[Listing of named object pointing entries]
————
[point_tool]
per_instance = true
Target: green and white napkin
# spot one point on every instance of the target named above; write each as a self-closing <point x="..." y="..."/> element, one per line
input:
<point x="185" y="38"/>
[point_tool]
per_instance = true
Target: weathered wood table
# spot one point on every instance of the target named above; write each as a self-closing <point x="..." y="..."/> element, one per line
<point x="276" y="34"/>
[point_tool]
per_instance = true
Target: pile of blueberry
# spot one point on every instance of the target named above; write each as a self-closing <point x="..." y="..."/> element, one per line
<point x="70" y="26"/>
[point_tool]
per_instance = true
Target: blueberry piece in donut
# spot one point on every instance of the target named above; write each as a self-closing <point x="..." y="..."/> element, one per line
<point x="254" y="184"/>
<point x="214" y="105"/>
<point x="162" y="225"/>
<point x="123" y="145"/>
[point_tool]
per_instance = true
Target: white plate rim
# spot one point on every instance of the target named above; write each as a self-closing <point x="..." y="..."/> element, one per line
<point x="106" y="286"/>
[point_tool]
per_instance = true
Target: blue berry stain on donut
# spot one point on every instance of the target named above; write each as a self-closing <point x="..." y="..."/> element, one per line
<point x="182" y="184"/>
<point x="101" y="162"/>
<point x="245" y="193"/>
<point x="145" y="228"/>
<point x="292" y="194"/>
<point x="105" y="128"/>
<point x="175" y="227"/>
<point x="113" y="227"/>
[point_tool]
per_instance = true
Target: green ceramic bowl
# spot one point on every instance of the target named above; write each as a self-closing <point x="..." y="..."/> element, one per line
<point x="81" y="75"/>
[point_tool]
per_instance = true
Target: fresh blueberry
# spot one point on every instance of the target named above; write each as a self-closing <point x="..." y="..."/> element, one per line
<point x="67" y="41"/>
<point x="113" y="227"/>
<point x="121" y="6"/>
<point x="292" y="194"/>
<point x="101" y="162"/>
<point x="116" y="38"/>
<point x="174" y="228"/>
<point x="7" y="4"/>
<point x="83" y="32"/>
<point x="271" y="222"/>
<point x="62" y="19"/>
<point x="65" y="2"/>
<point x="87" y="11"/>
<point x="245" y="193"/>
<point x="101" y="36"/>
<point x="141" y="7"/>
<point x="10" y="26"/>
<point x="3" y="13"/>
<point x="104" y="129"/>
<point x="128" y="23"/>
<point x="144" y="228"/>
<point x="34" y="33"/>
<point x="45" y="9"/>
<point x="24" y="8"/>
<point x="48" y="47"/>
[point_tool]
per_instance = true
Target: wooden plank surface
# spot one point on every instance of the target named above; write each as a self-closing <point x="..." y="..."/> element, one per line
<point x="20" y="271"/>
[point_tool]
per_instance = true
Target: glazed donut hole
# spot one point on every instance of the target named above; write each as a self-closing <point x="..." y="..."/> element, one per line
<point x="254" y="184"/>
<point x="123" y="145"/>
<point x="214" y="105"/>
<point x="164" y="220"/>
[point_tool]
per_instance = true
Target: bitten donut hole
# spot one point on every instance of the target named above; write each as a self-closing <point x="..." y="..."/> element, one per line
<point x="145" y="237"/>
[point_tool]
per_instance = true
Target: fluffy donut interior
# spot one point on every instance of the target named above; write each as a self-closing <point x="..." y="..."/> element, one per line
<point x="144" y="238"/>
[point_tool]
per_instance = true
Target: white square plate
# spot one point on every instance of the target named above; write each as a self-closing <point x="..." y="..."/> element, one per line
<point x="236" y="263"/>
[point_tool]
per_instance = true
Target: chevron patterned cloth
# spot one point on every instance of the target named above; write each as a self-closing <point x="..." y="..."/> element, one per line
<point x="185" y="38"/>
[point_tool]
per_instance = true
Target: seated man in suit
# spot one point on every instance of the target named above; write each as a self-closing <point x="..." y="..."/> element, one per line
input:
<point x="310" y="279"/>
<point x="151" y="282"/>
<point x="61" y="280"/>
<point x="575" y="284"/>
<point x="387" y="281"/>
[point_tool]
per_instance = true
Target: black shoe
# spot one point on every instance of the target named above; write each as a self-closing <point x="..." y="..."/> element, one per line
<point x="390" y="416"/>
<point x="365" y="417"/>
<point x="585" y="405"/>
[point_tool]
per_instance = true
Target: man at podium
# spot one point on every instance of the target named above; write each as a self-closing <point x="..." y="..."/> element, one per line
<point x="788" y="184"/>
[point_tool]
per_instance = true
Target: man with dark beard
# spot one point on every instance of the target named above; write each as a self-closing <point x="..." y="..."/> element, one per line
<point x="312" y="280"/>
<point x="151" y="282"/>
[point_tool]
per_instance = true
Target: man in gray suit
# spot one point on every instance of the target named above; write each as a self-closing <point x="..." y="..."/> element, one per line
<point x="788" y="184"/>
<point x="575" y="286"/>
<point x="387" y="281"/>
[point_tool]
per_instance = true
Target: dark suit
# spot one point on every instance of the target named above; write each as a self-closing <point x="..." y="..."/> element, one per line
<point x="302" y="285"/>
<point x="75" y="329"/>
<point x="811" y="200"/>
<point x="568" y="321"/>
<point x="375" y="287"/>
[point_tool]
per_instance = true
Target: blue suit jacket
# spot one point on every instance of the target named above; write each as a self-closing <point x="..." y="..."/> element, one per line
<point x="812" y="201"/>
————
[Exercise details] Tally the lines of the listing above that contain the string "donut", counting case as significant, and give only the number.

[Worked answer] 5